_Text extract_
══════════════════════════════

## Inference with teacher-student Models 

Custom knowledge distillation is a technique in deep learning that involves training a smaller, simpler model (the "student") to mimic the behavior of a larger, more complex model (the "teacher"). This process is intended to improve the efficiency of deep learning models, by compressing the knowledge of the larger model into a smaller one, without sacrificing too much accuracy. In this notebook, we explore the capabilities of DeepSparse and SparseZoo in optimizing and executing custom knowledge distillation models on the CPU.

Specifically, we are conducting inference tests on custom knowledge distillation models using DeepSparse and SparseZoo, while evaluating the impact of the number of CPU cores. Our experiments focus on calculating the inference time for three pre-trained models: '12layer_pruned80-none', '12layer_pruned90-none', and 'teacher'. We will be testing these models using 4 and 8 cores of the CPU, which will allow us to investigate the effect of core count on the inference time of these models.



In [3]:
import os
import pathlib
from dotenv import load_dotenv
from datasets import Dataset, DatasetDict
import pandas as pd
from transformers import AutoModelForSequenceClassification
from src.data.s3_communication import S3Communication, S3FileType
from src.components.utils.kpi_mapping import get_kpi_mapping_category
import json
import time
import config
import random
from transformers import AutoTokenizer
from torch import cuda
import torch
import warnings
warnings.filterwarnings("ignore")
device = 'cuda' if cuda.is_available() else 'cpu'

In [2]:
# Load credentials
dotenv_dir = os.environ.get(
    "CREDENTIAL_DOTENV_DIR", os.environ.get("PWD", "/opt/app-root/src")
)
dotenv_path = pathlib.Path(dotenv_dir) / "credentials.env"
if os.path.exists(dotenv_path):
    load_dotenv(dotenv_path=dotenv_path, override=True)

In [3]:
# init s3 connector
s3c = S3Communication(
    s3_endpoint_url=os.getenv("S3_ENDPOINT"),
    aws_access_key_id=os.getenv("AWS_ACCESS_KEY_ID"),
    aws_secret_access_key=os.getenv("AWS_SECRET_ACCESS_KEY"),
    s3_bucket=os.getenv("S3_BUCKET"),
)

## Helper functions

In [4]:
def create_batches(data_df, batch_size=32):
    encoded_dataset = list()
    batch = list()
    for df, row in data_df.iterrows():
        if len(batch) < batch_size:
            batch.append([row['question'], row['sentence']])
        else:
            encoded_dataset.append(tokenizer(batch,
                                             truncation=True,
                                             return_tensors='pt',
                                             padding=True))

══════════════════════════════

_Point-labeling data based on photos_
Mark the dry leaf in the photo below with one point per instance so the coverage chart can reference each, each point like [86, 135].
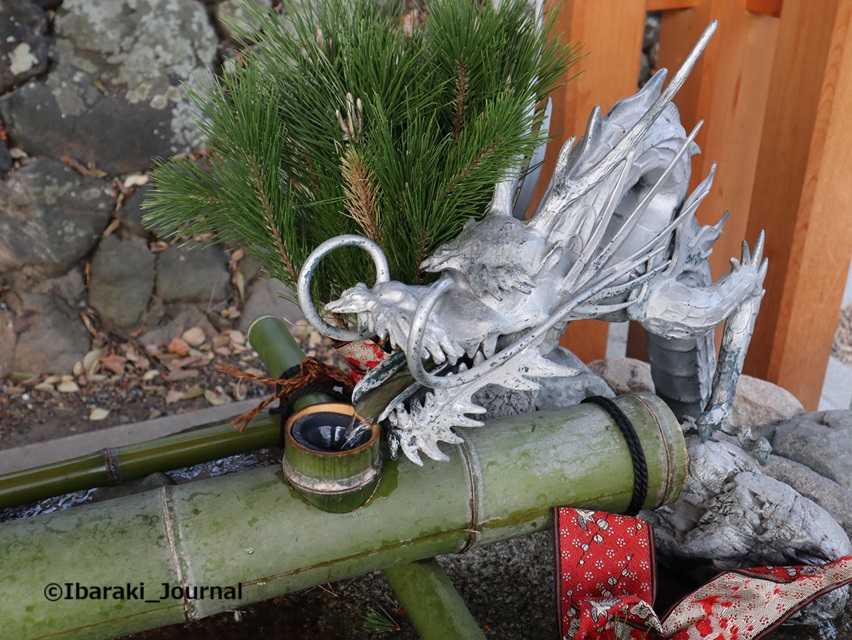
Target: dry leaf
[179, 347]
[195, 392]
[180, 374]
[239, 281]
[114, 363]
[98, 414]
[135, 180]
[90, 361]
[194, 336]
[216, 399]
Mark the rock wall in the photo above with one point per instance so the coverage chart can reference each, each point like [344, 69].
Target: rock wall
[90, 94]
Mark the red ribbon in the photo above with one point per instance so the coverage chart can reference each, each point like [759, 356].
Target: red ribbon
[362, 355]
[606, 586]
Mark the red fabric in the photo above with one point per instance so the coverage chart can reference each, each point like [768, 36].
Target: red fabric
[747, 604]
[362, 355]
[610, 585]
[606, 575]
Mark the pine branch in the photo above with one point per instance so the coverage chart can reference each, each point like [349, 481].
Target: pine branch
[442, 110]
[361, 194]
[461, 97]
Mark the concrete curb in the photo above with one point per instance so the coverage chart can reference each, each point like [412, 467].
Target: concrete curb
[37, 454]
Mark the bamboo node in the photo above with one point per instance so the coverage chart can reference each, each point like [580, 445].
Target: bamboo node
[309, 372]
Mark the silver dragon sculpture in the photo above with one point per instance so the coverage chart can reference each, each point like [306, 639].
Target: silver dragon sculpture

══════════════════════════════

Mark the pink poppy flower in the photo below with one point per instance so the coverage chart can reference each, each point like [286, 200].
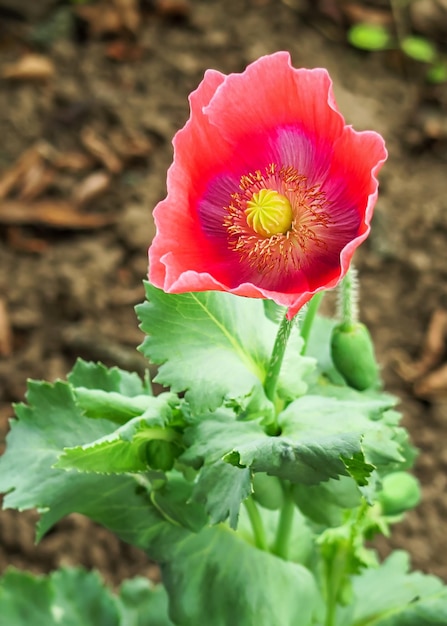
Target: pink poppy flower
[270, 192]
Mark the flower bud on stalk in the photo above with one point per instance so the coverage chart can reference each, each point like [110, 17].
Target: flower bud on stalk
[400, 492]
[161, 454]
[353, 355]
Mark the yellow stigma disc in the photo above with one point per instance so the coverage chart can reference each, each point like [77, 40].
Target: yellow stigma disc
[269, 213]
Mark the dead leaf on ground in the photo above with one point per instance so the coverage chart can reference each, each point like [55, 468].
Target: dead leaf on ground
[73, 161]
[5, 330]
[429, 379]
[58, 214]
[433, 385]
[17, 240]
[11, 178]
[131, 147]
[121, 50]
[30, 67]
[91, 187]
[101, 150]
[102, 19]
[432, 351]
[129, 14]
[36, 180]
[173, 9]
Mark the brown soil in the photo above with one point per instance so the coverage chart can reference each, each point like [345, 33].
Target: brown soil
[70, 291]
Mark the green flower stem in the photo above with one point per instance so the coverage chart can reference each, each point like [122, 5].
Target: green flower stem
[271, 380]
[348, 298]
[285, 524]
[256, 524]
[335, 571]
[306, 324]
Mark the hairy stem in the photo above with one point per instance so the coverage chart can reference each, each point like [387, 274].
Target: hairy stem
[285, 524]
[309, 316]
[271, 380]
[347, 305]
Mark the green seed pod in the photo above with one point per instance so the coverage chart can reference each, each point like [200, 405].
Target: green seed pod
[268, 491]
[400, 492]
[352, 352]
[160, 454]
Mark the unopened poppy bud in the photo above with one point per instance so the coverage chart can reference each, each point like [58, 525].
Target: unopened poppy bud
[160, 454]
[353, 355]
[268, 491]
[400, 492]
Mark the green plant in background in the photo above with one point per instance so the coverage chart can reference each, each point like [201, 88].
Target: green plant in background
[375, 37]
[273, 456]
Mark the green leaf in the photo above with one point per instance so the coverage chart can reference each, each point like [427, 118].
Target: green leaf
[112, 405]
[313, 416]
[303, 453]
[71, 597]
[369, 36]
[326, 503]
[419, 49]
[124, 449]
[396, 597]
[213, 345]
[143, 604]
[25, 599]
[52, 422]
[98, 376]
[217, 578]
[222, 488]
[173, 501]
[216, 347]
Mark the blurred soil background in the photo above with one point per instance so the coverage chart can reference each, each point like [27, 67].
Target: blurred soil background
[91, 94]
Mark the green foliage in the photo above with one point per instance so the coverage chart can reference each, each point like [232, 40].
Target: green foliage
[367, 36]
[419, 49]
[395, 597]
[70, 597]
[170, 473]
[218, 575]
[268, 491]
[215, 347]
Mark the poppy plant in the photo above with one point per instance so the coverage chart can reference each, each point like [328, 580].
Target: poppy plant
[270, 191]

══════════════════════════════

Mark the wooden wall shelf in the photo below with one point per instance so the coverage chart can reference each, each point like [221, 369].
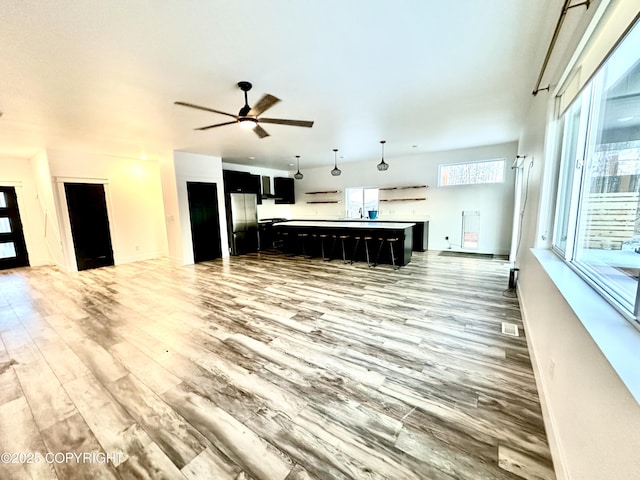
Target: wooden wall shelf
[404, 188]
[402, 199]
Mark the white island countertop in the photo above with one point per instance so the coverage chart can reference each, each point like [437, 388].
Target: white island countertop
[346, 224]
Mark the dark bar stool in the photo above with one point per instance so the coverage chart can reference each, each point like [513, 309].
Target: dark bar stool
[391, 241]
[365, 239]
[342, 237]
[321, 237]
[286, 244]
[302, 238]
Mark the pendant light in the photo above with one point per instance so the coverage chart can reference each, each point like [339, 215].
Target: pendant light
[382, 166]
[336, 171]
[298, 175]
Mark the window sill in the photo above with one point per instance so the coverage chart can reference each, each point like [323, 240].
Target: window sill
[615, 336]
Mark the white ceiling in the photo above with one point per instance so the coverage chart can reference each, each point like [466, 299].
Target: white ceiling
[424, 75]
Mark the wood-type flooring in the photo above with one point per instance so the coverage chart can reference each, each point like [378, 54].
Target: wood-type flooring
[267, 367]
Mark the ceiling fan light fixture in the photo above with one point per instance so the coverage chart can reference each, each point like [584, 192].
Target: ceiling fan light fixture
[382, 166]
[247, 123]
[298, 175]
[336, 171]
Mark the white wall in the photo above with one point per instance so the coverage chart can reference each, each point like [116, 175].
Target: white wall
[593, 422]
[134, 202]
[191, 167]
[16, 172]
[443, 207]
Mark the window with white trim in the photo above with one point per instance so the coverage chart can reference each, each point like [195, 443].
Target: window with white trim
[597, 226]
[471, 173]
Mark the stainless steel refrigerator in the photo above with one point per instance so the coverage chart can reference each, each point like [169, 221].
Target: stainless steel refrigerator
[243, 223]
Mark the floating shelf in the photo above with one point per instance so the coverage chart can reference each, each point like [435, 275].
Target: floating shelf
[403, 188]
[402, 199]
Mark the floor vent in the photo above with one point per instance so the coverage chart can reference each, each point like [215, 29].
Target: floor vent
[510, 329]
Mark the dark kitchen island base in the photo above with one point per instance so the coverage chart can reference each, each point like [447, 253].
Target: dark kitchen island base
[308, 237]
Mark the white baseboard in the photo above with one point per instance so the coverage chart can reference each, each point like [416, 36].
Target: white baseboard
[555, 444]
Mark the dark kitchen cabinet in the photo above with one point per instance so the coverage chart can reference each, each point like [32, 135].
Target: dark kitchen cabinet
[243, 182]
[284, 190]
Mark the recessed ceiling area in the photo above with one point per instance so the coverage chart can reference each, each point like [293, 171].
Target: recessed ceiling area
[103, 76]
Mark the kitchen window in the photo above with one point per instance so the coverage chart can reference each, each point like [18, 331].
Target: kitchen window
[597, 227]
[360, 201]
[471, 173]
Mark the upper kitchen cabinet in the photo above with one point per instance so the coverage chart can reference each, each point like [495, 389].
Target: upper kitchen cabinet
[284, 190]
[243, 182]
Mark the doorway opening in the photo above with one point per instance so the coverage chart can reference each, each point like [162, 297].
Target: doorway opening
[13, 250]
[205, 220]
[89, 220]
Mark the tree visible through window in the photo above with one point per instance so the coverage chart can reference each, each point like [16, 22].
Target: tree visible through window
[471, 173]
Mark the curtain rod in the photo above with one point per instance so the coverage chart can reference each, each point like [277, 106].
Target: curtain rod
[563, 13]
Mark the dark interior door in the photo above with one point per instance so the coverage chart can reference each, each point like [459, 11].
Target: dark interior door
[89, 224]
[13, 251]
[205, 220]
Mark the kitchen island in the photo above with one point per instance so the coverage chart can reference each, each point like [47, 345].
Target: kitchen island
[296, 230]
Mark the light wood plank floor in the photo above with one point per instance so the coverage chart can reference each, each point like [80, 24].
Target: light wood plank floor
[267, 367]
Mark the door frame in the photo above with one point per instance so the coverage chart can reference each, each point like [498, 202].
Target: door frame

══════════════════════════════

In the text on teacher-student models, reproduce the passage that begins with the words containing "## Inference with" and ends with "on the CPU.", substituting "compact" for every occurrence of "smaller".

## Inference with teacher-student Models 

Custom knowledge distillation is a technique in deep learning that involves training a compact, simpler model (the "student") to mimic the behavior of a larger, more complex model (the "teacher"). This process is intended to improve the efficiency of deep learning models, by compressing the knowledge of the larger model into a compact one, without sacrificing too much accuracy. In this notebook, we explore the capabilities of DeepSparse and SparseZoo in optimizing and executing custom knowledge distillation models on the CPU.